## [WHAT IS NEEDED]
Identify every line of the items below that contains the string "white", and copy each of those lines.

********************

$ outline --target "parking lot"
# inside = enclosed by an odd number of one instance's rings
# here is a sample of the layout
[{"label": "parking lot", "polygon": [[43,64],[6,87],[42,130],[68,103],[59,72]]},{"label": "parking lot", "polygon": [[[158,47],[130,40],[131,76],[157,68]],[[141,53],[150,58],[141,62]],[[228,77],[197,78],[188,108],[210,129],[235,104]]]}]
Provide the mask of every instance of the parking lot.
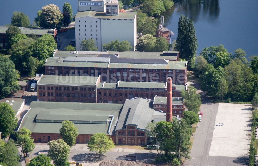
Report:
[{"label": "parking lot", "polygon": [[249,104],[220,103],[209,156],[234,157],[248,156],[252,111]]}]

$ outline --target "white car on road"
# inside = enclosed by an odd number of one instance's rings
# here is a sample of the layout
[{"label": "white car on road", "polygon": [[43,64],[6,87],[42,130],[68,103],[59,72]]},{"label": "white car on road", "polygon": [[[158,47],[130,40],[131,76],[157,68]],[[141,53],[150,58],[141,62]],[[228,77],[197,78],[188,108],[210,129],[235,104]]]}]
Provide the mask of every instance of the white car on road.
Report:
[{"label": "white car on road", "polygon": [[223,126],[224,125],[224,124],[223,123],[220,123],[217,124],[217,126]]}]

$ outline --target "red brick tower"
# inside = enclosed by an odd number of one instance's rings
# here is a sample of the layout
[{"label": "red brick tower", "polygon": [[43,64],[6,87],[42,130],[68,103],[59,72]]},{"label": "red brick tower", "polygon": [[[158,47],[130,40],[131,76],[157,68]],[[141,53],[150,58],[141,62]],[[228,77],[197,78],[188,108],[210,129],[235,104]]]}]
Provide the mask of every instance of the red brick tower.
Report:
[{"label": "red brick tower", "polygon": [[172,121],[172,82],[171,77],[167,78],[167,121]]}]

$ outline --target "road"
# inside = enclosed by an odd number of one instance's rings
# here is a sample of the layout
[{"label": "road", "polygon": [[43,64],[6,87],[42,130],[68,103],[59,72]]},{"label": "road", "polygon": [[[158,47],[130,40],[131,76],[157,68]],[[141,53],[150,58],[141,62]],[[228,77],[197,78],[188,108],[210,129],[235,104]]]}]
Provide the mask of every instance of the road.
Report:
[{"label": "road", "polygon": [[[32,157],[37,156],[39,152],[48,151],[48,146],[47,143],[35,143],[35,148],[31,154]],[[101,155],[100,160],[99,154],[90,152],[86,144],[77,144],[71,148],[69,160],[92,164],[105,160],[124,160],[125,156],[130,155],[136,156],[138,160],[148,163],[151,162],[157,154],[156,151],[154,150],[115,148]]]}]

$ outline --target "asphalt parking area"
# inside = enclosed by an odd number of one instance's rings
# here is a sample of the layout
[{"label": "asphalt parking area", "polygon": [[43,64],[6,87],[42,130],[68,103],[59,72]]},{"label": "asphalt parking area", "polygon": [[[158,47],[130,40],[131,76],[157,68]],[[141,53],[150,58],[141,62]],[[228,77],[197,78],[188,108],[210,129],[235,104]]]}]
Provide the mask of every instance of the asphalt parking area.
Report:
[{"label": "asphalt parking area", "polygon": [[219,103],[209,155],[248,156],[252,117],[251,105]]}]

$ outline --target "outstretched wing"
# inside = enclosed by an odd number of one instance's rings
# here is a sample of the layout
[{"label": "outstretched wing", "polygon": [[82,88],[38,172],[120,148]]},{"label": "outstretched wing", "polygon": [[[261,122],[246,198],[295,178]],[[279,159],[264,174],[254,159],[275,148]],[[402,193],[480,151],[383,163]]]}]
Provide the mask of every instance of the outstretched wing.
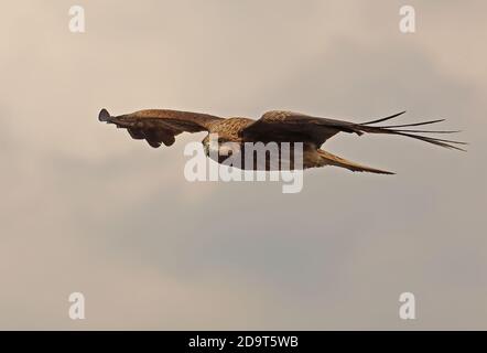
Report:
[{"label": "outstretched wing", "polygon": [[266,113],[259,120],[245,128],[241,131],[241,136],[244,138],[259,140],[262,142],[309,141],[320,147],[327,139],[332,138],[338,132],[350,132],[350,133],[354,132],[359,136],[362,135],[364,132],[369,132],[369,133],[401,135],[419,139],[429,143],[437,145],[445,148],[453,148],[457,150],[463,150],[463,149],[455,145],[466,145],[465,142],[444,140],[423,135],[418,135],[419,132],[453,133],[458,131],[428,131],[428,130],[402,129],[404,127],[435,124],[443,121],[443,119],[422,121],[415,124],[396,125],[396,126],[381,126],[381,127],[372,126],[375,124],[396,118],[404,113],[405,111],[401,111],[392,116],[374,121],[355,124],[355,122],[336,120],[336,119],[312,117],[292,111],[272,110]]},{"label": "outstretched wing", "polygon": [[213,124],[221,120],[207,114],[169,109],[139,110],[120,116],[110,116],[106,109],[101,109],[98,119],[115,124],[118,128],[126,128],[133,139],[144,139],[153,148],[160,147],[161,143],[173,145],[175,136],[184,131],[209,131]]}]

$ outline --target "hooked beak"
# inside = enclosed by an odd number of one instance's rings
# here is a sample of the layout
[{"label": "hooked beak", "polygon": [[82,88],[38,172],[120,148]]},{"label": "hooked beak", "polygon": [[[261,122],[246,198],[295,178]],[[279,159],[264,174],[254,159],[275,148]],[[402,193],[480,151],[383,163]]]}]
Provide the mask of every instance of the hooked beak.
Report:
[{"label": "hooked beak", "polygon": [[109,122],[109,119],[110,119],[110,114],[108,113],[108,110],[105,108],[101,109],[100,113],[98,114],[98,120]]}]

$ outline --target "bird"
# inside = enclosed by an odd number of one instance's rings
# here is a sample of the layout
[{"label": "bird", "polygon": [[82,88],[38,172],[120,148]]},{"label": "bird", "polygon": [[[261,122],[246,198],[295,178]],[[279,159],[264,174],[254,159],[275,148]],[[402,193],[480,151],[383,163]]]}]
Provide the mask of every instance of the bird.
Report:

********************

## [COMPLETE OUTPUT]
$ outline --target "white car on road"
[{"label": "white car on road", "polygon": [[43,64],[6,87],[42,130],[68,103],[59,72]]},{"label": "white car on road", "polygon": [[[158,47],[130,40],[131,76],[157,68]],[[141,53],[150,58],[141,62]],[[228,77],[197,78],[188,108],[210,129],[235,104]]]}]
Provide the mask of every instance of the white car on road.
[{"label": "white car on road", "polygon": [[223,126],[224,125],[224,124],[223,123],[220,123],[217,124],[217,126]]}]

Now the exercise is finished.